TASKS TO CARRY OUT:
(1) Could you reproduce, word for word, the stretch of the OSHA letter on HAZWOPER refresher training from "July 25, 2007" through "reply are below."?
(2) Can you write out, unchanged, the stretch of the records from the line containing "such as [148,92]." through the last line of the records, including both of those lines, and give nothing else?

SOURCE:
- Standard Number:
OSHA requirements are set by statute, standards and regulations. Our interpretation letters explain these requirements and how they apply to particular circumstances, but they cannot create additional employer obligations. This letter constitutes OSHA's interpretation of the requirements discussed. Note that our enforcement guidance may be affected by changes to OSHA rules. Also, from time to time we update our guidance in response to new information. To keep apprised of such developments, you can consult OSHA's website at https://www.osha.gov.
July 25, 2007
Mr. Ron Snyder
Midwest OSHA Education Center
Kirkwood Community College
6301 Kirkwood Blvd., SW
Cedar Rapids, IA 52406
Dear Mr. Snyder:
Thank you for your letter to the Occupational Safety and Health Administration's (OSHA's) Directorate of Enforcement Programs (DEP). Your letter inquired about the requirements for annual refresher training under OSHA's Hazardous Waste Operations and Emergency Response (HAZWOPER) standard, 29 CFR 1910.120(q). This letter constitutes OSHA's interpretation only of the requirements discussed and may not be applicable to any question not detailed in your original correspondence. Your paraphrased question and our reply are below.
Scenario: In your letter you asked whether a certain 8-hour agricultural training program that Kirkwood Community College offers to emergency responders satisfies the refresher training requirements for operations and technician level personnel in OSHA's HAZWOPER standard.
Response: The HAZWOPER standard requires employers to provide training to employees who provide emergency response services during releases of hazardous substances, 29 CFR 1910.120(q)(6). The level of training the employer must provide depends on the role the employee will perform in a response. Employees must be trained to the first responder operations level if they will be part of the initial response for the purpose of protecting persons, property, or the environment from the effects of the hazardous substance release. Employees who respond for the purpose of actually stopping the release must be trained as hazardous materials technicians. Responders at the operations level must receive at least eight hours of training or have sufficient experience to objectively demonstrate certain competencies listed in the HAZWOPER standard. Hazardous materials technicians must receive at least 24 hours of training at the operations level and satisfy certain additional competencies listed in the standard. See 29 CFR 1910.120(q)(6)(ii) and 1910.120(q)(6)(iii). In addition, the HAZWOPER standard requires that operations and technician level employees "receive annual refresher training of sufficient content and duration to maintain their competencies, or shall demonstrate competency in those areas at least yearly." 29 CFR 1910.120(q)(8).
While OSHA does not test, approve, certify, or endorse any equipment, product, or procedure, including training courses, we have reviewed the course outline in your letter, and it appears that the training program you describe could be suitable refresher training for first responder operations level and hazardous materials (HAZMAT) technician personnel who are responsible for responding to agricultural emergencies if it is of sufficient content and duration to permit enrollees to maintain their required competencies.

DATA FOR PROCESSING:
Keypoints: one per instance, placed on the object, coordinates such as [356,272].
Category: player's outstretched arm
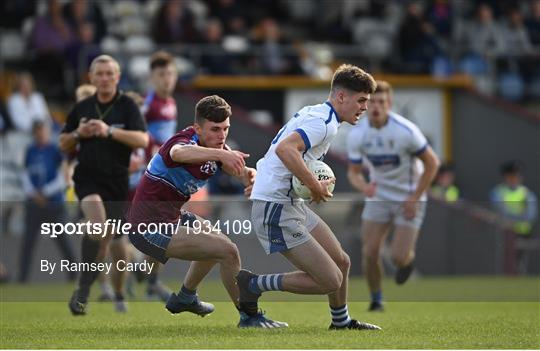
[233,161]
[357,180]
[68,141]
[431,166]
[132,138]
[289,151]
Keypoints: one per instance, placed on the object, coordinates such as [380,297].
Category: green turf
[514,323]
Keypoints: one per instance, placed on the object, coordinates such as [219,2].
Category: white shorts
[392,212]
[282,226]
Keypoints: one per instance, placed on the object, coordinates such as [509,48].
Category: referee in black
[103,129]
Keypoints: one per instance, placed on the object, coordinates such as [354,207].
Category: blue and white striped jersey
[318,125]
[391,154]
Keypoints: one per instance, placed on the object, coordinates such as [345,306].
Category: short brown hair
[353,78]
[160,59]
[104,59]
[212,108]
[383,87]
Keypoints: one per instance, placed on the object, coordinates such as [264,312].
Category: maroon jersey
[166,185]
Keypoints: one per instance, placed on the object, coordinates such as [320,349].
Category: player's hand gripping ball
[321,171]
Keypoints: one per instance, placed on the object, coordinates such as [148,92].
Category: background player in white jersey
[402,166]
[283,222]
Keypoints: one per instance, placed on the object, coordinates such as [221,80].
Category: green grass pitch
[434,313]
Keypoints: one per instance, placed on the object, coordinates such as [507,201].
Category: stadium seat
[137,44]
[11,45]
[511,86]
[473,64]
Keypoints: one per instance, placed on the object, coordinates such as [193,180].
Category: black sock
[119,296]
[90,249]
[186,291]
[249,308]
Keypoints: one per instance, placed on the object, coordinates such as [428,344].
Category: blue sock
[187,296]
[376,296]
[340,316]
[266,282]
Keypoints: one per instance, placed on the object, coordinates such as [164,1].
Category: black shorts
[113,192]
[155,244]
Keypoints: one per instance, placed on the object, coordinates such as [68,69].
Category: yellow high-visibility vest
[451,194]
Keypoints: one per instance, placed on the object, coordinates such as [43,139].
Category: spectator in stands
[5,119]
[218,61]
[515,35]
[231,14]
[483,36]
[274,60]
[444,188]
[439,15]
[26,105]
[418,45]
[44,187]
[49,39]
[83,43]
[532,23]
[174,23]
[518,204]
[14,12]
[81,13]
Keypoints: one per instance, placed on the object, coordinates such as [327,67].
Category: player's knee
[371,253]
[344,262]
[401,259]
[231,252]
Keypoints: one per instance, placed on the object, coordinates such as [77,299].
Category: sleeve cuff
[304,137]
[421,150]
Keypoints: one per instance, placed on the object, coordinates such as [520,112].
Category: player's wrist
[110,132]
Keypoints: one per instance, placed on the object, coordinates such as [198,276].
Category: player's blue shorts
[155,244]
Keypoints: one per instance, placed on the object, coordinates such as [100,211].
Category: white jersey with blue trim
[391,154]
[317,125]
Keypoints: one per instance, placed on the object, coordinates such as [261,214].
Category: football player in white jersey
[282,221]
[402,166]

SOLUTIONS TO THE EXERCISE:
(1)
July 25, 2007
Mr. Ron Snyder
Midwest OSHA Education Center
Kirkwood Community College
6301 Kirkwood Blvd., SW
Cedar Rapids, IA 52406
Dear Mr. Snyder:
Thank you for your letter to the Occupational Safety and Health Administration's (OSHA's) Directorate of Enforcement Programs (DEP). Your letter inquired about the requirements for annual refresher training under OSHA's Hazardous Waste Operations and Emergency Response (HAZWOPER) standard, 29 CFR 1910.120(q). This letter constitutes OSHA's interpretation only of the requirements discussed and may not be applicable to any question not detailed in your original correspondence. Your paraphrased question and our reply are below.

(2)
Keypoints: one per instance, placed on the object, coordinates such as [148,92].
Category: background player in white jersey
[402,166]
[283,222]
Keypoints: one per instance, placed on the object, coordinates such as [221,80].
Category: green grass pitch
[434,313]
Keypoints: one per instance, placed on the object, coordinates such as [507,201].
Category: stadium seat
[137,44]
[11,45]
[511,86]
[473,64]
Keypoints: one per instance, placed on the object, coordinates such as [193,180].
Category: black sock
[119,296]
[90,249]
[186,291]
[249,308]
Keypoints: one per instance, placed on the object, coordinates such as [428,344].
Category: blue sock
[187,296]
[376,296]
[340,316]
[266,282]
Keypoints: one per instance, placed on the object, coordinates such as [164,1].
Category: black shorts
[113,192]
[155,244]
Keypoints: one per instance, placed on the object, coordinates such as [68,69].
Category: yellow high-visibility vest
[451,194]
Keypoints: one per instance, placed on the object, coordinates such as [43,139].
Category: spectator in stands
[5,119]
[218,61]
[515,35]
[231,14]
[483,36]
[274,60]
[444,188]
[439,15]
[26,105]
[418,45]
[44,187]
[49,39]
[83,43]
[532,23]
[174,23]
[518,204]
[14,12]
[81,13]
Keypoints: one per instance, placed on the object, coordinates such as [327,67].
Category: player's knee
[371,253]
[344,262]
[401,259]
[231,252]
Keypoints: one per instance, placed on the object, coordinates such as [77,299].
Category: sleeve cuff
[304,137]
[421,150]
Keypoints: one per instance, placed on the object, coordinates such as [520,112].
Category: player's wrist
[110,132]
Keypoints: one per instance, placed on the object, coordinates such as [198,276].
Category: player's blue shorts
[155,244]
Keypoints: one per instance, placed on the object, coordinates such as [100,211].
Category: white jersey with blue trim
[391,154]
[317,125]
Keypoints: one per instance, placed on the object, coordinates such as [261,214].
Category: football player in white jersey
[282,221]
[402,166]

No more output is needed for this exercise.